[BEGIN DATA IN THIS EXERCISE]

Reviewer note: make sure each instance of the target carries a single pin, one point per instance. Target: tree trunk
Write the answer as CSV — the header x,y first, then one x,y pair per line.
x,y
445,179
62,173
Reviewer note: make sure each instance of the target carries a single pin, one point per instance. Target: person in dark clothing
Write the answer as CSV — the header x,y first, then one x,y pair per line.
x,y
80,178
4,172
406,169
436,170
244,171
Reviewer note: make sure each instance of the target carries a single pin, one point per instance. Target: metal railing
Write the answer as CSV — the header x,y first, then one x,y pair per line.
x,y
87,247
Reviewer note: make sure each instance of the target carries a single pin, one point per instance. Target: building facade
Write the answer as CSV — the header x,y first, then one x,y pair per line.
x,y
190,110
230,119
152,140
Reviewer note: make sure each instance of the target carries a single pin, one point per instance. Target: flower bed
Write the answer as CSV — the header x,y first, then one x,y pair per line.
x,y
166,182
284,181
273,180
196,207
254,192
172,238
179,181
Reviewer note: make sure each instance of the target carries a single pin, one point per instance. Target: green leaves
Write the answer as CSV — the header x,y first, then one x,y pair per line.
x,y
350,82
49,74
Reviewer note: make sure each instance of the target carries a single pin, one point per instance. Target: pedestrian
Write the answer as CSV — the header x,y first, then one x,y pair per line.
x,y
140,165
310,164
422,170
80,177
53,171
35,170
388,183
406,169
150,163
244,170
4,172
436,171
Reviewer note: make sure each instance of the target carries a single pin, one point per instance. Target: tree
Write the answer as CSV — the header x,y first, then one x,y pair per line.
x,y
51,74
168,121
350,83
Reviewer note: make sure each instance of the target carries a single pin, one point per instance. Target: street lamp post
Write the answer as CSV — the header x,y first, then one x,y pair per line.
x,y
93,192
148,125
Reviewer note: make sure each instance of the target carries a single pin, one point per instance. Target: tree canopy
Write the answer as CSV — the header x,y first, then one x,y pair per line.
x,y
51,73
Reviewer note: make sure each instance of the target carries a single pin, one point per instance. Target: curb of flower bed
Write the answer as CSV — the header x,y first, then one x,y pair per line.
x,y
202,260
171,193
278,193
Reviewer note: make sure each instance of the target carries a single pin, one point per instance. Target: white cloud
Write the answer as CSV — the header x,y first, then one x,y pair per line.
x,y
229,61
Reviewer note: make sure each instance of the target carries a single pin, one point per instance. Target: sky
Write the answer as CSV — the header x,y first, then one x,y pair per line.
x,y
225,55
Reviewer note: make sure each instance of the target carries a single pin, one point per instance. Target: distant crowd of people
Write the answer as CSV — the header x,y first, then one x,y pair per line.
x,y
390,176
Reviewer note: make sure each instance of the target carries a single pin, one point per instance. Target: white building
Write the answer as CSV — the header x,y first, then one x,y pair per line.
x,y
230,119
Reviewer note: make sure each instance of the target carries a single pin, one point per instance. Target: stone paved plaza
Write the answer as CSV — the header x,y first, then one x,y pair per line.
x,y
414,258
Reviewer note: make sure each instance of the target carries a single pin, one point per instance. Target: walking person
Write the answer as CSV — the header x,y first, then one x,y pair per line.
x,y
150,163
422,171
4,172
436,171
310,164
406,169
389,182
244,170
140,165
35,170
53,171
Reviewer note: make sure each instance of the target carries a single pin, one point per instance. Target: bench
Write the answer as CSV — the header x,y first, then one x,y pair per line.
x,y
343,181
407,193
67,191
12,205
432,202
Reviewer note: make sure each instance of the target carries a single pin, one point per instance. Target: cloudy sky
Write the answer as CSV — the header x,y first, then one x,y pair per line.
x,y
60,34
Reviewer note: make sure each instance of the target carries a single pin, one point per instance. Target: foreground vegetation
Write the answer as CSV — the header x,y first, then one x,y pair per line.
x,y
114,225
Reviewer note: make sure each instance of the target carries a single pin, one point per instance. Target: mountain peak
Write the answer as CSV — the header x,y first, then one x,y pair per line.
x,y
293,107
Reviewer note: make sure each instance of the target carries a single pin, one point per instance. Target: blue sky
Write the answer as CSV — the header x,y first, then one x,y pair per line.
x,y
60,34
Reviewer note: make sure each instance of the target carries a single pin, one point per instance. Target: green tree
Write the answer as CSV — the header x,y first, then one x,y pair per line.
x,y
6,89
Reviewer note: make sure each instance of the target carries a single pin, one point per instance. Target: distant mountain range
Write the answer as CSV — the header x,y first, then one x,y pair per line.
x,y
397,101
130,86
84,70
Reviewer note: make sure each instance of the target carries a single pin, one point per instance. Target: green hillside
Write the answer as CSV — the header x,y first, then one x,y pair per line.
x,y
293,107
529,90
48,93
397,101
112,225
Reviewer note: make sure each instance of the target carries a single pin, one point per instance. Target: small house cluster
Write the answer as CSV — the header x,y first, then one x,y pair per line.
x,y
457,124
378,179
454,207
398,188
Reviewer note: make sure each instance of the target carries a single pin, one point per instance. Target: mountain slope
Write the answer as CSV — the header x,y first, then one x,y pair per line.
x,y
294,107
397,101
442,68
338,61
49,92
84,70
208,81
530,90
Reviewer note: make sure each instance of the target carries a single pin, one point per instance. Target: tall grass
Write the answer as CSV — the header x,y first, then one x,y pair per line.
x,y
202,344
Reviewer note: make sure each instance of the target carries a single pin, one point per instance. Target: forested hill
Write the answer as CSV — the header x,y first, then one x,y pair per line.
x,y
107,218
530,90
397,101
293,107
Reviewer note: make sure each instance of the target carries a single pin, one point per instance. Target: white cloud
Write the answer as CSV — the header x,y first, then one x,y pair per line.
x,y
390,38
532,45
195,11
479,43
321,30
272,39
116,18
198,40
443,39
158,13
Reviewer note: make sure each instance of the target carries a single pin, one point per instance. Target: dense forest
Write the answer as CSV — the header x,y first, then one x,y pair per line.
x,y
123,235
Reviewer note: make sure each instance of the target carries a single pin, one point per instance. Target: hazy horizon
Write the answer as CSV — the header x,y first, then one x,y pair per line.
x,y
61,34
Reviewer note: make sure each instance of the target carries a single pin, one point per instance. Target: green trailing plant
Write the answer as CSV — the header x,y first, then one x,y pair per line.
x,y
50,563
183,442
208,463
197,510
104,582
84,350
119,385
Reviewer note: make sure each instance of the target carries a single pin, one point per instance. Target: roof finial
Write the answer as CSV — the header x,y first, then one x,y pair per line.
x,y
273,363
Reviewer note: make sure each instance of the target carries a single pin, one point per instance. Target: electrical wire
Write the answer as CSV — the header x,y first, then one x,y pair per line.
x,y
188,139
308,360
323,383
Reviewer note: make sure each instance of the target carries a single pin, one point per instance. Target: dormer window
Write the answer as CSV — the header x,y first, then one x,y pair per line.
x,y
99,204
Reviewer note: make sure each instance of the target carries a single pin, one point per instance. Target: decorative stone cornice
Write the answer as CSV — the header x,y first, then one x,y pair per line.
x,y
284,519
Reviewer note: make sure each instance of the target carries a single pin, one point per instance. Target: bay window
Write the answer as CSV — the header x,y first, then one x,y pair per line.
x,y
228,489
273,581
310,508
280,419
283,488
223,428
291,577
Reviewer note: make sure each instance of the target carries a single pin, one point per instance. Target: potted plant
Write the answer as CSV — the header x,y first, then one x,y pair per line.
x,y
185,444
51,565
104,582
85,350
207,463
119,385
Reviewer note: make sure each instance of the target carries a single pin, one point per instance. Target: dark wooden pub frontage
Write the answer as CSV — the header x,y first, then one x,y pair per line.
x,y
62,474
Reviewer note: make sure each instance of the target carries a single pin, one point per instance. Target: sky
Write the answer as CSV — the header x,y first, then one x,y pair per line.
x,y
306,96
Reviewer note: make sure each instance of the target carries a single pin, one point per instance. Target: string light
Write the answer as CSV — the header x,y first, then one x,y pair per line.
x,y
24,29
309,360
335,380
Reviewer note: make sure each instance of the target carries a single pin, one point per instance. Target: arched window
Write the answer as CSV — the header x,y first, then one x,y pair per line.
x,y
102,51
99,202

[END DATA IN THIS EXERCISE]

Give again only the lines starting at the one that contains "Target: bay window" and running to the end of the data.

*ANSWER TO THE TASK*:
Reviewer note: make sure each instance of the target carries a single pin, one point per instance. Target: bay window
Write the answer as CSV — the header x,y first, then one x,y pair per line.
x,y
228,489
273,581
310,508
280,419
283,488
223,428
291,577
Reviewer note: make sure each instance of the target carries a single pin, one point per instance. Target: potted plant
Write the answer as CSV — the header x,y first, then one x,y pair per line.
x,y
185,444
51,565
104,582
85,350
207,463
119,385
Reviewer note: make sure each instance of the target carries a single pin, one point per instance. Target: dark wooden pub frontage
Write the answer as CSV — the header x,y first, then one x,y pair per line.
x,y
62,474
Reviewer note: make sure each instance of the target carries a single pin, one point per instance. Target: sky
Write the answer as CSV — the header x,y first, then one x,y pair per line.
x,y
306,96
Reviewer note: make sure each instance of the target carries a single pin, one point per instance. Target: string light
Write the answer as CSV — the header x,y first, then one x,y pair per line.
x,y
24,29
309,360
335,380
Reviewer note: make sure each instance of the target carries a single pin, one point per instance. Target: arched window
Write the answer as CSV — the header x,y first, then one x,y pair per line.
x,y
102,51
99,202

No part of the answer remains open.